ЗАДАНИЯ К УПРАЖНЕНИЮ →
[A] Извлеките из интервью с Алисой Фрейндлих дословный отрывок от слов «Алиса в закулисье» до слов «помню этот разговор.» включительно.
[B] Продолжите интервью с Алисой Фрейндлих, начав сразу после его последней фразы.

ИСХОДНЫЙ ТЕКСТ →

※ ※ ※

Алиса в закулисье
Положительное и негативное
Отец Илья: Алиса Бруновна, мы с вами общались несколько лет назад, по пути в Смольный собор на концерт в помощь детям с тяжелыми заболеваниями. Там вы читали отрывок из «Оскара и Розовой дамы», а потом произнесли такую фразу: «Да, жить по заповедям — это то, что нужно современному человеку». Я запомнил эти слова.
Алиса Фрейндлих: Тоже мне мудрость (улыбается). Я помню этот разговор.
Отец Илья: Один молодой человек написал о вас песню, обязательно дам вам её послушать! Я интересуюсь у него: «А вот ты что бы хотел спросить у Алисы Фрейндлих?» А он знаете что сказал? «Я бы очень хотел узнать, как, несмотря на все жизненные перипетии, она всегда остается такой позитивной?» У вас есть секрет?

※ ※ ※

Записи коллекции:
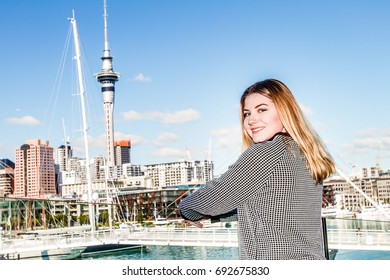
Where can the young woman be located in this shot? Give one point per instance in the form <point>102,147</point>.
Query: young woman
<point>274,188</point>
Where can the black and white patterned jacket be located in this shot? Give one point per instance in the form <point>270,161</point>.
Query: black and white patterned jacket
<point>277,202</point>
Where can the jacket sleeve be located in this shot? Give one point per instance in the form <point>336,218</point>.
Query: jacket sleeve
<point>244,178</point>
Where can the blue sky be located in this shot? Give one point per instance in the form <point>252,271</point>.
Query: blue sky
<point>183,67</point>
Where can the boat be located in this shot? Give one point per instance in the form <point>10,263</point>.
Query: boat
<point>70,242</point>
<point>159,221</point>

※ ※ ※

ОТВЕТЫ К ЗАДАНИЯМ →
[A]
Алиса в закулисье
Положительное и негативное
Отец Илья: Алиса Бруновна, мы с вами общались несколько лет назад, по пути в Смольный собор на концерт в помощь детям с тяжелыми заболеваниями. Там вы читали отрывок из «Оскара и Розовой дамы», а потом произнесли такую фразу: «Да, жить по заповедям — это то, что нужно современному человеку». Я запомнил эти слова.
Алиса Фрейндлих: Тоже мне мудрость (улыбается). Я помню этот разговор.

[B]
Алиса Фрейндлих: Я не всегда позитивная, должна вам сказать. Это некоторое преувеличение, потому что бывают какие-то вещи, которые меня и обижают, и раздражают, и злят, и настроение совершенно падает. Поиск позитивного в жизни гораздо продуктивнее, чем поиск негатива. Я человек вообще-то немножко мистический, вам это не покажется убедительным, наверное. Но, тем не менее, это так. Мне кажется, что всё замешано в этой жизни на энергиях. Именно энергии живут во всём и во всех. Все эти неприятности, которые на земле возникают — землетрясения, ураганы, озлобленность людская, — они все от избытка негативной энергии. Увы, отрицательной энергии гораздо больше в мире, чем положительной. Положительная энергия застенчива и скромна, а отрицательная — нахальна.
Отец Илья: Соотношение этих энергий всегда более или менее одинаково?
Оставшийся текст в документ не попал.